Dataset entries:
= = =

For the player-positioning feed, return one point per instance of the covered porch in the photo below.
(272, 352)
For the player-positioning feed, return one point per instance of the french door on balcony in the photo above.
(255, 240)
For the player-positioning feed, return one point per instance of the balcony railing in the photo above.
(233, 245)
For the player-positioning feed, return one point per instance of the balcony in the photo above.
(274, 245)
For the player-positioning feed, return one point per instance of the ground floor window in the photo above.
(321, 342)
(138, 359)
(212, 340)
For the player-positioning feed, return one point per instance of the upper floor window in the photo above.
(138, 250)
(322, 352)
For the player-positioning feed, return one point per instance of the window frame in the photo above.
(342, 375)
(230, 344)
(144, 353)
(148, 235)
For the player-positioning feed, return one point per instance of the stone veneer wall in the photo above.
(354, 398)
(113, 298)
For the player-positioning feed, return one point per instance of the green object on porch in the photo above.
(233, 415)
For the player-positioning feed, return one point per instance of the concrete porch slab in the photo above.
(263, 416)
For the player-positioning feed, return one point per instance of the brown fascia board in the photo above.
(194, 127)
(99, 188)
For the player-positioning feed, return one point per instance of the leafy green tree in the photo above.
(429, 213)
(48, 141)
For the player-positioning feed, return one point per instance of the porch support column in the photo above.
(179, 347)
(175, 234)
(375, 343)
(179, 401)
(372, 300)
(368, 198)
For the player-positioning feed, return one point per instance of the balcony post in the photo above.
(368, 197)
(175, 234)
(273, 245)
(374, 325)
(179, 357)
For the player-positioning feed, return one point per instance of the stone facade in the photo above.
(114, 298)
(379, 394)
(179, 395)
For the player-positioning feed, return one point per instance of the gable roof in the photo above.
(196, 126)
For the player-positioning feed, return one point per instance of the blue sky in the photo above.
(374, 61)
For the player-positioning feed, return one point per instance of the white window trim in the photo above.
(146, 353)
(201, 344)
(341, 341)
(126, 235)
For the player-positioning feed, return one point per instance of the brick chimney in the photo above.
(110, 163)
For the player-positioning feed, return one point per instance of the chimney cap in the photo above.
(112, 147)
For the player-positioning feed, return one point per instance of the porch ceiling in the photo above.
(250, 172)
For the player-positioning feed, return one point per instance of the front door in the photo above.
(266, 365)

= = =

> _Goal of the exercise_
Please copy out each record, character for character.

> _Response to the task_
For the player-positioning feed, return one point per instance of the covered porch in the photo below.
(272, 352)
For the player-positioning feed, return one point per instance of the french door on balcony in the photo above.
(255, 240)
For the player-positioning feed, return one point per instance of the balcony railing in the photo above.
(233, 245)
For the player-positioning feed, return one point per instance of the balcony in the photo above.
(274, 245)
For the player-positioning feed, return one point per instance of the ground floor window in the photo above.
(321, 342)
(138, 359)
(212, 340)
For the player-positioning feed, return one point per instance of the upper floor window in the photo above.
(138, 250)
(322, 352)
For the player-positioning feed, return one point per instance of the window frame in the photo above.
(342, 375)
(230, 344)
(144, 353)
(148, 235)
For the player-positioning feed, return one point per instance of the stone veneer wall in the photo above.
(354, 398)
(113, 298)
For the player-positioning feed, return one point per instance of the green object on porch in the photo above.
(233, 415)
For the player-positioning feed, return one point per instance of the concrete porch slab in the photo above.
(263, 416)
For the player-positioning feed, return one point per instance of the brown fascia board in the photo above.
(194, 127)
(99, 188)
For the player-positioning feed, return one point per instance of the leafy green tree in the photo above.
(429, 213)
(48, 141)
For the player-positioning feed, return one point per instance of the porch support column in the photo above.
(179, 347)
(175, 234)
(375, 343)
(179, 401)
(372, 300)
(368, 198)
For the player-positioning feed, return one point per instance of the balcony post in the photo above.
(368, 197)
(175, 234)
(273, 245)
(374, 325)
(179, 357)
For the player-positioning feed, return one point per instance of the stone facade in the photo above.
(114, 298)
(379, 394)
(179, 395)
For the player-positioning feed, return one point per instance of the gable roof in the photo above.
(196, 126)
For the player-positioning feed, return one point per instance of the blue sky in the photo above.
(374, 61)
For the player-positioning feed, return one point per instance of the white window trim in the photo above.
(146, 353)
(201, 344)
(341, 341)
(126, 235)
For the player-positioning feed, return one point per instance of the brick chimney in the photo above.
(110, 163)
For the player-positioning feed, return one point per instance of the chimney cap in the photo above.
(112, 147)
For the player-positioning feed, return one point per instance of the porch ceiling in the photo above.
(250, 172)
For the player-positioning feed, return one point per instance of the front door in the photo above.
(266, 365)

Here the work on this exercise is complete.